- **Task description**:
List each line of the records below that contains the string "above", copying every such line in full.

- **Given data**:

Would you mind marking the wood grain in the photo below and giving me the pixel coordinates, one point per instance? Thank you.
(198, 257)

...

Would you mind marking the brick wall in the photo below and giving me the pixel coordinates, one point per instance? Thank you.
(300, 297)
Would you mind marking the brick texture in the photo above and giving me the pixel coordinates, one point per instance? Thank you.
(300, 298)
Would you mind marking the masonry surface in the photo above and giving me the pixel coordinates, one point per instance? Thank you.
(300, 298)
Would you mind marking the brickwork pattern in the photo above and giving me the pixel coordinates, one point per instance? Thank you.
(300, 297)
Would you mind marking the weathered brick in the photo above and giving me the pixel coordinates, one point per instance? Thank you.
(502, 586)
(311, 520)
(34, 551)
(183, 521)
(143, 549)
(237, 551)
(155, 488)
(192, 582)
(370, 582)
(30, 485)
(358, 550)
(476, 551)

---

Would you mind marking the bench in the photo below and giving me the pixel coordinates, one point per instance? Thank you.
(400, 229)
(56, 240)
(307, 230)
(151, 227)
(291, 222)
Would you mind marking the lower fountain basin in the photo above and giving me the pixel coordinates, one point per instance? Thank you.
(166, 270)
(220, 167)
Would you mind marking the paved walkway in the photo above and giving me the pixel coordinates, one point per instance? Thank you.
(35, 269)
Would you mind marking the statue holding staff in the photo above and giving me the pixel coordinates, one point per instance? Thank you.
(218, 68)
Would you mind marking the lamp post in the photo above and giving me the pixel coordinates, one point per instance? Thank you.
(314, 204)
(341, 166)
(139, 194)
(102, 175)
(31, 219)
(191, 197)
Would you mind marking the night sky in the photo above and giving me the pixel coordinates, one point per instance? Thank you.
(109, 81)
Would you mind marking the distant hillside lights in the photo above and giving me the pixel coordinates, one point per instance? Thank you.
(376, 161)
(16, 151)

- **Worked solution**:
Would you mind marking the brick texture in the photo above and giving me the pixel coordinates, one point per instance? Thank you.
Would you mind marking the masonry surface in the photo above and giving me the pixel coordinates, one point per instance? Thank you.
Would you mind marking the brickwork pattern in the photo above and giving me the pixel coordinates, one point per instance? Thank you.
Would you mind marking the weathered brick in the photo above and giving me the pixel coordinates, one point per instance? Thank you.
Would you mind marking the lower fountain basin in the photo above and giving me the pixel coordinates, one point per instance? Thank you.
Would you mind marking the paved walkway in the photo above and giving me the pixel coordinates, one point per instance? Thank you.
Would you mind marking the statue holding staff in the photo above and giving me the pixel coordinates, one point per instance? Thank you.
Would you mind marking the lamp post in the photo above and giving me the pixel coordinates, one point per instance? Thank you.
Would you mind marking the night sky in the photo above and giving me the pixel coordinates, one point per instance? Thank you.
Would you mind marking the distant hillside lights in the photo above and giving me the pixel coordinates, one point per instance? Thank you.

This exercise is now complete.